# DIRECTIONS FOR THIS TASK
Search the listing below for the line containing "[mark] weathered rock". From there through the line containing "[mark] grey stone", transcribe every line exactly, both ends included.

# SOURCE MATERIAL
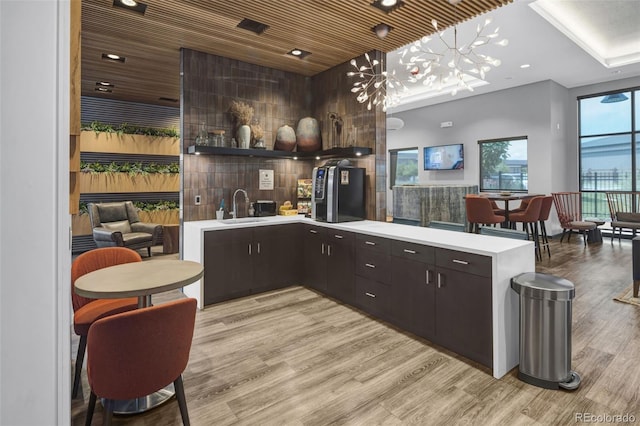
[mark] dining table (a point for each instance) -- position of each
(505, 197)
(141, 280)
...
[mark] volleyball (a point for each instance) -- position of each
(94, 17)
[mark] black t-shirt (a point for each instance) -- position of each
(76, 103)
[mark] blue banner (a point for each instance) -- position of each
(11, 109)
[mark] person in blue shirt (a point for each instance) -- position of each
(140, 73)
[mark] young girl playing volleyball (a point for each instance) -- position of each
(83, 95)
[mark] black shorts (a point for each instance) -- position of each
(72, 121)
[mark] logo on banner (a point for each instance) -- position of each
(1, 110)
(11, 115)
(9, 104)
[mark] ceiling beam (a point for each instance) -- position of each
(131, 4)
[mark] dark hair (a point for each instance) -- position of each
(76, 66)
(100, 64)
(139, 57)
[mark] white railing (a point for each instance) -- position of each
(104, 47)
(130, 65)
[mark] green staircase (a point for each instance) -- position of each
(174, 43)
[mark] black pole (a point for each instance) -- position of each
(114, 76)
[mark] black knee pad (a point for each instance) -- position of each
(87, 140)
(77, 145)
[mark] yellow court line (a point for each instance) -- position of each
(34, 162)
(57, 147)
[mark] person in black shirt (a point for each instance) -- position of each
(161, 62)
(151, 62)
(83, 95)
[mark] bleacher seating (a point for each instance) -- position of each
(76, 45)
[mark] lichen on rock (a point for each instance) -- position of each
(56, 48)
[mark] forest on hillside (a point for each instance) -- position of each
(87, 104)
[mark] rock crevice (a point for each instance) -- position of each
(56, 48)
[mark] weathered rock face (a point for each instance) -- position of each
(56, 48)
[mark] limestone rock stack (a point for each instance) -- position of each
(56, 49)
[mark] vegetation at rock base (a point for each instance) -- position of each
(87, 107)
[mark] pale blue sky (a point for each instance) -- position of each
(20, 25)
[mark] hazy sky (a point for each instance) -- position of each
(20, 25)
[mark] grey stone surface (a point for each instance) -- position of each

# ANSWER SPACE
[mark] weathered rock face (a point for each instance) -- position of each
(56, 48)
[mark] limestone rock stack (a point for each instance) -- position of each
(56, 49)
[mark] vegetation at rock base (a point for each instance) -- position of each
(87, 107)
[mark] pale blue sky (a point for each instance) -- position of each
(20, 25)
[mark] hazy sky (a point for each instance) -- position of each
(20, 25)
[mark] grey stone surface (a point for each instance) -- position of each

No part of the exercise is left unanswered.